→ What you need to do: Beginning with the line that includes "background. Write the coordinates, one line per instance." and ending with the last line of the listing below, write out each line exactly, with no other output.

→ Data provided:
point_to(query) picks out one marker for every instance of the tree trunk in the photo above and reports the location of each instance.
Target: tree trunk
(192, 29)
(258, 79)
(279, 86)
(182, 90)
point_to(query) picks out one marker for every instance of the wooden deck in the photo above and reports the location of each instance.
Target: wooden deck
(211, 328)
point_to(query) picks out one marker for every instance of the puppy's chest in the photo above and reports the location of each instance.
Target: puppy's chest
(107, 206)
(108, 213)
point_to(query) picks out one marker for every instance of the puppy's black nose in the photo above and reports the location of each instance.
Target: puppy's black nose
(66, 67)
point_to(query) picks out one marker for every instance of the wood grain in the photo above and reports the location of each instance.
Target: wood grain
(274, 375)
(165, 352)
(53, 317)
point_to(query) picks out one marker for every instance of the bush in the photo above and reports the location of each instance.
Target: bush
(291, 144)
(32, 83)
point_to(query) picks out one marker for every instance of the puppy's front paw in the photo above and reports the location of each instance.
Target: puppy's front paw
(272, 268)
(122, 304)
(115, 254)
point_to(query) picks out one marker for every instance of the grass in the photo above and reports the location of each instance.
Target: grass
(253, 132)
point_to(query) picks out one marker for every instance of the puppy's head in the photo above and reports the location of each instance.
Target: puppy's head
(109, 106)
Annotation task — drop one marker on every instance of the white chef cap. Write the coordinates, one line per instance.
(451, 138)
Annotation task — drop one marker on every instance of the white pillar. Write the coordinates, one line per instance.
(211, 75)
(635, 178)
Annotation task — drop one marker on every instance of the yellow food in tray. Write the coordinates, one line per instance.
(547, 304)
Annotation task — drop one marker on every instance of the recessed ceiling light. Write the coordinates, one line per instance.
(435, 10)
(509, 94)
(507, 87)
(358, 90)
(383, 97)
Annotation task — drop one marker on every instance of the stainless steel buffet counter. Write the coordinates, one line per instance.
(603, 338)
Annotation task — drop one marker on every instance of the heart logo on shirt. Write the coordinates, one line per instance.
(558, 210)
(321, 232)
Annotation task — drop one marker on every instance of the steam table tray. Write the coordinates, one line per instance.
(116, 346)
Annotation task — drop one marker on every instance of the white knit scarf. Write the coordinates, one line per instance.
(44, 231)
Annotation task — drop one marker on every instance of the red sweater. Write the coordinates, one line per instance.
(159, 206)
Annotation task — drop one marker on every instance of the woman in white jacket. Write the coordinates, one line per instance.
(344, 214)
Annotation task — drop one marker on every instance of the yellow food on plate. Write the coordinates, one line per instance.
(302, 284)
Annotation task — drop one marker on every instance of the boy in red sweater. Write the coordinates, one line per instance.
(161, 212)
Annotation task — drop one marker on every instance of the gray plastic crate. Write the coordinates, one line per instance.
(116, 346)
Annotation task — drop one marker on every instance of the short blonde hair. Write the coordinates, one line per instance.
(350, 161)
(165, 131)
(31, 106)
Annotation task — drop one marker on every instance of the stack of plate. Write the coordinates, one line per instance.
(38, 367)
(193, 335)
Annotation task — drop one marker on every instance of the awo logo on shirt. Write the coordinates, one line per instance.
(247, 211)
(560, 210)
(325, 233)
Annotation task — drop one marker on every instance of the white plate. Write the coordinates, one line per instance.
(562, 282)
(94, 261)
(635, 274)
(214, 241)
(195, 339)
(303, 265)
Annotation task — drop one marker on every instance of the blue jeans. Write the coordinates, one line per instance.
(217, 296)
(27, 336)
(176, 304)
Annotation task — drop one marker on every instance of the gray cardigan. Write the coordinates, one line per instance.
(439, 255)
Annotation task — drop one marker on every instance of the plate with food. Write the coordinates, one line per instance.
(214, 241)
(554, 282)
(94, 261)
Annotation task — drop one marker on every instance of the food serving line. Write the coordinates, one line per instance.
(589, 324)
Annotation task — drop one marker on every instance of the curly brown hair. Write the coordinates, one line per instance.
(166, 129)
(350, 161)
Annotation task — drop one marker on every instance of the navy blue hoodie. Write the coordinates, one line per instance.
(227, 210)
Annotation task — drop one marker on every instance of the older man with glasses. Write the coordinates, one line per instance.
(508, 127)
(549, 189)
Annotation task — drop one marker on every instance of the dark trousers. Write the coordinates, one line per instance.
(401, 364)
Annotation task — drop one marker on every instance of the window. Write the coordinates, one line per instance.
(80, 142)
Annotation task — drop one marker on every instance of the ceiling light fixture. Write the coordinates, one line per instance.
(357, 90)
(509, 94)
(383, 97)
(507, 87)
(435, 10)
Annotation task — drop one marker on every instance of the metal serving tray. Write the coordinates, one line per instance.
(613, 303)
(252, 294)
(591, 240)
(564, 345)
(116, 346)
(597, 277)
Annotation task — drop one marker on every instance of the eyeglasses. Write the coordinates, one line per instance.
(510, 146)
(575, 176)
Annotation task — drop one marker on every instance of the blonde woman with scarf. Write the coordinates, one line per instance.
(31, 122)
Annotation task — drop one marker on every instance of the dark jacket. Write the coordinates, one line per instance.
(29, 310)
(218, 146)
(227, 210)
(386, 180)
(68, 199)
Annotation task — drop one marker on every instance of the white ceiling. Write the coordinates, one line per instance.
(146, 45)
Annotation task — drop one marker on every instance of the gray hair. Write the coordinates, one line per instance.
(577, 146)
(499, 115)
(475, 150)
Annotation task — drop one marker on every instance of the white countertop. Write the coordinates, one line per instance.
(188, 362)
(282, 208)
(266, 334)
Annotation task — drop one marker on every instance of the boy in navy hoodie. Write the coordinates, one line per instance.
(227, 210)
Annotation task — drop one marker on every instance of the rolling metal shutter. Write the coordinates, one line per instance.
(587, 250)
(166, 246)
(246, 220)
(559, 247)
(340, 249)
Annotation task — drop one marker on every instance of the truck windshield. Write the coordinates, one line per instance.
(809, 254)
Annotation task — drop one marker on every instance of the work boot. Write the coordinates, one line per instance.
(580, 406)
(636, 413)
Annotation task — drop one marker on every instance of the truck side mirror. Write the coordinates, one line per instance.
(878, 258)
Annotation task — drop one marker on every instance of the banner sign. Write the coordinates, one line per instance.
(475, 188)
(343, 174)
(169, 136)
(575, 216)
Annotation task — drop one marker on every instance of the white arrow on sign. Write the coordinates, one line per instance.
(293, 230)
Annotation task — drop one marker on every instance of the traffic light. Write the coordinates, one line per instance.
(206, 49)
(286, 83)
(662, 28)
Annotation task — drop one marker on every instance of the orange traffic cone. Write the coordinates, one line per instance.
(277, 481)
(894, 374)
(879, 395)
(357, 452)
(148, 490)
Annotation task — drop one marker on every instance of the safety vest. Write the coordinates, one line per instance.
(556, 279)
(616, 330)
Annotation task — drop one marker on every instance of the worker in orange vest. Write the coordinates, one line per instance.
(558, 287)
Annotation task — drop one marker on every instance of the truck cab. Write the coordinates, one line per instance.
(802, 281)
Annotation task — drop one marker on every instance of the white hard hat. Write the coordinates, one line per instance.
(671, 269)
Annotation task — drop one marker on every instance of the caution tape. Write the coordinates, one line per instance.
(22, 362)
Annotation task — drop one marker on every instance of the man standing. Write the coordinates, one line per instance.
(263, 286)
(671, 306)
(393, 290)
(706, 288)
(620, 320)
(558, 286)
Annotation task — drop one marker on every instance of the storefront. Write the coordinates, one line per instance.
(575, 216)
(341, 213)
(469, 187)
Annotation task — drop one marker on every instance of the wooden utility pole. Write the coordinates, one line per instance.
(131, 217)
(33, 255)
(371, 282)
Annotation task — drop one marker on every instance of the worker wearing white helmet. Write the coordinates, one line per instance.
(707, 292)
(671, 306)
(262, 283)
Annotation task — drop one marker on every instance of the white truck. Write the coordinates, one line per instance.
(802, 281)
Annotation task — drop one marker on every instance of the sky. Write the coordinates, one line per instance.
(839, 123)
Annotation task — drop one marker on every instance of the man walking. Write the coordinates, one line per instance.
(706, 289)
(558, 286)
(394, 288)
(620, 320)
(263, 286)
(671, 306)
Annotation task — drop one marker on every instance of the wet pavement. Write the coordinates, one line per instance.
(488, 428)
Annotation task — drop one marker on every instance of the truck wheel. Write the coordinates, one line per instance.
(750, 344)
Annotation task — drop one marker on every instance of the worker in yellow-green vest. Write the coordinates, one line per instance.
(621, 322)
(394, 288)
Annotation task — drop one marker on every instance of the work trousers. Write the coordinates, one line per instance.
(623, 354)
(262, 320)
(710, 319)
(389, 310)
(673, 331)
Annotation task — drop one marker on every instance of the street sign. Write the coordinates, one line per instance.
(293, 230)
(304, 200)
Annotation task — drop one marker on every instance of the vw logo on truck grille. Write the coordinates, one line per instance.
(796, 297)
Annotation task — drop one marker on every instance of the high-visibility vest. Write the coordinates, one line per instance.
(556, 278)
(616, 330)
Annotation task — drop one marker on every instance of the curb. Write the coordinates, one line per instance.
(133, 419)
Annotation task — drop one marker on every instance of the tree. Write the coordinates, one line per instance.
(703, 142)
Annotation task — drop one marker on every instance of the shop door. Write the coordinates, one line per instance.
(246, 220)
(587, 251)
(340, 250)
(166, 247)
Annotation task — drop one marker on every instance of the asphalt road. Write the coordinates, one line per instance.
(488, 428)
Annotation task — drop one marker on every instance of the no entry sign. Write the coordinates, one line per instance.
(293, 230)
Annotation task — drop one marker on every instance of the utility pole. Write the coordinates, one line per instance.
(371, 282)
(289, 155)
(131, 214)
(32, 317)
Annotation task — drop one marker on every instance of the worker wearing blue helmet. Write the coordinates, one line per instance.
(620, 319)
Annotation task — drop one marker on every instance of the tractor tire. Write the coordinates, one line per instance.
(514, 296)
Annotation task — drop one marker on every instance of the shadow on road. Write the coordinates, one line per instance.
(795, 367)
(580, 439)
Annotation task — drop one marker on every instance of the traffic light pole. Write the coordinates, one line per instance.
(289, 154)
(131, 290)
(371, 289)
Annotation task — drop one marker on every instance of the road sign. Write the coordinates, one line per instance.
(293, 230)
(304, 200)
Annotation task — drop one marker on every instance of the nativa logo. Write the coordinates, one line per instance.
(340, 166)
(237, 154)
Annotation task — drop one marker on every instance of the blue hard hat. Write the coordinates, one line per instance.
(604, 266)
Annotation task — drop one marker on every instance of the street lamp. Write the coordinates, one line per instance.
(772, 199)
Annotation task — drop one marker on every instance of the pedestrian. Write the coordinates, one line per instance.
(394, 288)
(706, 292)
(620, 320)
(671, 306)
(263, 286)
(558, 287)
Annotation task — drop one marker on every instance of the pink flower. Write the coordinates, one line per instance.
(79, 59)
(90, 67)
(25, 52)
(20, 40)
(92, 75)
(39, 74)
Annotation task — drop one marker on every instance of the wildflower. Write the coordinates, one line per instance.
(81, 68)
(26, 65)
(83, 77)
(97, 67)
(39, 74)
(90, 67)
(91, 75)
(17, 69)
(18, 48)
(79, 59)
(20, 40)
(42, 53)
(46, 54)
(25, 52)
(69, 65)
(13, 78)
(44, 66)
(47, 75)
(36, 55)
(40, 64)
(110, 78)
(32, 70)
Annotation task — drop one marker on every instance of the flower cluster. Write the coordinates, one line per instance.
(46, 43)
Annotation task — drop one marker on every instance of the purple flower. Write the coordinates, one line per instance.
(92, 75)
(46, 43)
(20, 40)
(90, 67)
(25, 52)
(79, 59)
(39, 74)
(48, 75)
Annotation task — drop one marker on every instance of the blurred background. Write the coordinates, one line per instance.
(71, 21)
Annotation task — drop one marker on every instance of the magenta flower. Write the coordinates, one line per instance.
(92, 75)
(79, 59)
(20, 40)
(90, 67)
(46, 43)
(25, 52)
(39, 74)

→ Response area:
Annotation task — drop one marker on every instance of the blurred background. Write the coordinates, one line per instance.
(71, 21)
Annotation task — drop one marker on every instance of the magenta flower. Write the coordinates, one line per instance.
(92, 75)
(79, 59)
(20, 40)
(90, 67)
(46, 43)
(25, 52)
(39, 74)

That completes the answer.